— Start of DOCUMENT TEXT —

RTPengine is a proxy for RTP traffic and other UDP based media traffic over either IPv4 or IPv6. It can even bridge between diff IP networks and interfaces . It can do TOS/QoS field setting. It is Multi-threaded , can advertise different addresses for operation behind NAT.

It bears in-kernel packet forwarding for low-latency and low-CPU performance .

When used with kamailio RTP engine module it adds more features . I wrote an article covering all relevant and important kamailio modules earlier including RTPProxy and RTP engine ;https://telecom.altanai.com/2014/11/18/kamailio-modules/.

  • Full SDP parsing and rewriting
  • Supports non-standard RTCP ports (RFC 3605)

— End of DOCUMENT TEXT —

* [GOAL A]: Rewrite the RTPengine overview between "When used with" and "ports (RFC 3605)", inclusive, switching "SDP" to "Session Description Protocol".
* [GOAL B]: Summarize the RTPengine overview in two sentences.
Work only from the RTPengine overview above.

— Start of DATA EXTRACT —

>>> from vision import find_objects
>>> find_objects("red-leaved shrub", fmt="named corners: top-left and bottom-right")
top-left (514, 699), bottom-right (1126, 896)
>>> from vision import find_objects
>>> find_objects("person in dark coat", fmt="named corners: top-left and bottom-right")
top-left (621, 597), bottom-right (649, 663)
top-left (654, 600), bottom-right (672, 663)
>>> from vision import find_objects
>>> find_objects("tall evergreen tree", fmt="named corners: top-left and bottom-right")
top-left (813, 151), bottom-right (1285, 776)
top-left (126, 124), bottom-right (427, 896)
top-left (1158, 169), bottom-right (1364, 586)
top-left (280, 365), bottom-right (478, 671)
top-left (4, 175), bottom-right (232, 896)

— End of DATA EXTRACT —

* [CORRECT OUTPUT A]:
When used with kamailio RTP engine module it adds more features . I wrote an article covering all relevant and important kamailio modules earlier including RTPProxy and RTP engine ;https://telecom.altanai.com/2014/11/18/kamailio-modules/.

  • Full Session Description Protocol parsing and rewriting
  • Supports non-standard RTCP ports (RFC 3605)

* [CORRECT OUTPUT B]: RTPengine is a multi-threaded proxy for RTP and other UDP-based media traffic over IPv4 or IPv6 that can bridge between different IP networks and interfaces, set TOS/QoS fields, advertise different addresses behind NAT, and forward packets in the kernel for low latency and low CPU use. When used with the kamailio RTP engine module, it adds more features, including full SDP parsing and rewriting and support for non-standard RTCP ports (RFC 3605).